**Short problem 1**
Do these statements agree with the reply on Apache Beam performance below? Answer each with yes or no and quote the deciding words: (a) The reply names the Java SDK with the classical FlinkRunner as the best-performing choice on Flink. (b) The reply says the Apache Beam model itself handles backpressure. (c) The reply says the overhead is fully removed when FlinkRunner is used.
**Short problem 2**
Can you carry on the reply on Apache Beam performance below from where it stops?
-- begin Provided passage --
You are viewing a plain text version of this content. The canonical link for it is here.
Posted to user@beam.apache.org by Jan Lukavský <je...@seznam.cz> on 2021/10/18 09:30:01 UTC
Re: Performance of Apache Beam
Hi Azhar,
-dev <ma...@beam.apache.org> +user <ma...@beam.apache.org>
this kind of question cannot be answered in general. The overhead will
depend on the job and the SDK you use. Using Java SDK with (classical)
FlinkRunner should give the best performance on Flink, although the
overhead will not be completely nullified. The way Beam is constructed -
with portability being one of the main concerns - necessarily brings
some overhead compared to the job being written and optimized for single
runner only (using Flink's native API in this case). I'd suggest you
evaluate the programming model and portability guarantees, that Apache
Beam gives you instead of pure performance. On the other hand Apache
Beam tries hard to minimize the overhead, so you should not expect
*vastly* worse performance. I'd say the best way to go is to implement a
simplistic Pipeline somewhat representing your use-case and then measure
the performance on this specific instance.
Regarding fault-tolerance and backpressure, Apache Beam model does not
handle those (with the exception of bundles being processed as atomic
units), so these are delegated to the runner - FlinkRunner will
therefore behave the way Apache Flink defines these concepts.
-- end Provided passage --
-- begin Supplied material --
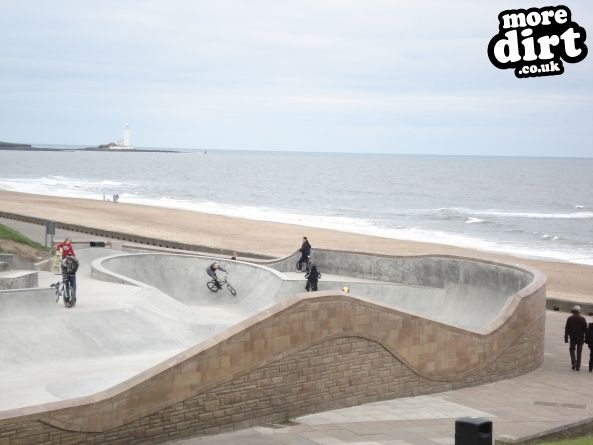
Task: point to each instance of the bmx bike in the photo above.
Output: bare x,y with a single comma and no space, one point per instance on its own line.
222,282
64,289
304,266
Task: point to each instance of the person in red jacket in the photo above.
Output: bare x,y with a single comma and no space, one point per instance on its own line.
66,248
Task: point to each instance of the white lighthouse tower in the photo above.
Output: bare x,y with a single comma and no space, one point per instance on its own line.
124,144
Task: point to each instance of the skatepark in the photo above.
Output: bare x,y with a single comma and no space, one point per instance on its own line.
147,339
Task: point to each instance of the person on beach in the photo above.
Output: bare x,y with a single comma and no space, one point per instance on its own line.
66,248
575,329
69,268
305,252
312,277
211,271
589,341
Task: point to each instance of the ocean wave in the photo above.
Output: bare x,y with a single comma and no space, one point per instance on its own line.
472,220
501,213
57,185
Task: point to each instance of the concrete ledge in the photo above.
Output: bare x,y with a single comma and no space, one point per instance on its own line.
562,305
170,244
18,279
574,430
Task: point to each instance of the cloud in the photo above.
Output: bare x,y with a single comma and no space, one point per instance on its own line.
342,71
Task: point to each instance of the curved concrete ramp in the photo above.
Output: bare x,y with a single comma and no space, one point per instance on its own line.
409,326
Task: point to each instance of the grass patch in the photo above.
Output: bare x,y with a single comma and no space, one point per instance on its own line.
12,235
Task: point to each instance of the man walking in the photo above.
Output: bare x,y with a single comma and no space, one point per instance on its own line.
305,252
575,329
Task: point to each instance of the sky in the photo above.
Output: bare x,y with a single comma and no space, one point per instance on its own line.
310,75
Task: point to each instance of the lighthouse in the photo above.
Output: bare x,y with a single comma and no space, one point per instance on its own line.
124,144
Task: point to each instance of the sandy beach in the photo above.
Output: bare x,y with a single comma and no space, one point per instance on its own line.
565,280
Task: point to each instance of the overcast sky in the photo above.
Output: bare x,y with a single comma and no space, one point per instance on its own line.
320,75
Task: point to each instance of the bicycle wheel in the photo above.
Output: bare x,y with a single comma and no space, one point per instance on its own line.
212,286
66,295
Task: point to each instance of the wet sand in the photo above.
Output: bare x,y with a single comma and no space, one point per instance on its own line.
565,280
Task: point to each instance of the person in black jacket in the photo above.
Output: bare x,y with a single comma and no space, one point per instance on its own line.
589,341
305,252
576,325
312,277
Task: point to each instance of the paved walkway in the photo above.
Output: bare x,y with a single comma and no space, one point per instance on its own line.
551,397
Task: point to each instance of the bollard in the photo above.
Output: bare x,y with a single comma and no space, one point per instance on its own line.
473,431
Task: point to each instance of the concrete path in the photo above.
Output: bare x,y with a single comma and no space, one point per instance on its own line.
551,397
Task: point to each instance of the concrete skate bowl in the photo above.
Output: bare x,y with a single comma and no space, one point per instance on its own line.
304,353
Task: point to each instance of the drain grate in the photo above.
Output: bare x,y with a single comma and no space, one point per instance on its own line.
282,424
561,405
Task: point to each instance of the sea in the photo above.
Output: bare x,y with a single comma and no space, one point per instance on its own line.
528,207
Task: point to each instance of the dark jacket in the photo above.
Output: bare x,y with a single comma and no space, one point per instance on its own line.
589,336
69,266
576,325
306,248
313,274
-- end Supplied material --
**Response 1**
(a) Yes: "Using Java SDK with (classical) FlinkRunner should give the best performance on Flink"
(b) No: "Apache Beam model does not handle those (with the exception of bundles being processed as atomic units), so these are delegated to the runner"
(c) No: "although the overhead will not be completely nullified"

**Response 2**
Hope this helps,
Jan
On 10/17/21 17:53, azhar mirza wrote:
> Hi Team
> Could you please let me know following below answers .
>
> I need to know performance of apache beam vs flink if we use flink as
> runner for Beam, what will be the additional overhead converting Beam
> to flink
>
> How fault tolerance and resiliency handled in apache beam.
> How apache beam handles backpressure?
>
> Thanks
> Azhar
Re: Performance of Apache Beam
Posted by Alexey Romanenko <ar...@gmail.com>.
+ Azhar (just in case)
> On 18 Oct 2021, at 11:30, Jan Lukavský <je...@seznam.cz> wrote:
>
> Hi Azhar,
>
> -dev <ma...@beam.apache.org> +user <ma...@beam.apache.org>
> this kind of question cannot be answered in general. The overhead will depend on the job and the SDK you use. Using Java SDK with (classical) FlinkRunner should give the best performance on Flink, although the overhead will not be completely nullified. The way Beam is constructed - with portability being one of the main concerns - necessarily brings some overhead compared to the job being written and optimized for single runner only (using Flink's native API in this case). I'd suggest you evaluate the programming model and portability guarantees, that Apache Beam gives you instead of pure performance. On the other hand Apache Beam tries hard to minimize the overhead, so you should not expect *vastly* worse performance. I'd say the best way to go is to implement a simplistic Pipeline somewhat representing your use-case and then measure the performance on this specific instance.
>
> Regarding fault-tolerance and backpressure, Apache Beam model does not handle those (with the exception of bundles being processed as atomic units), so these are delegated to the runner - FlinkRunner will therefore behave the way Apache Flink defines these concepts.
>
> Hope this helps,
>
> Jan
>
> On 10/17/21 17:53, azhar mirza wrote:
>> Hi Team
>> Could you please let me know following below answers .
>>
>> I need to know performance of apache beam vs flink if we use flink as runner for Beam, what will be the additional overhead converting Beam to flink
>>
>> How fault tolerance and resiliency handled in apache beam.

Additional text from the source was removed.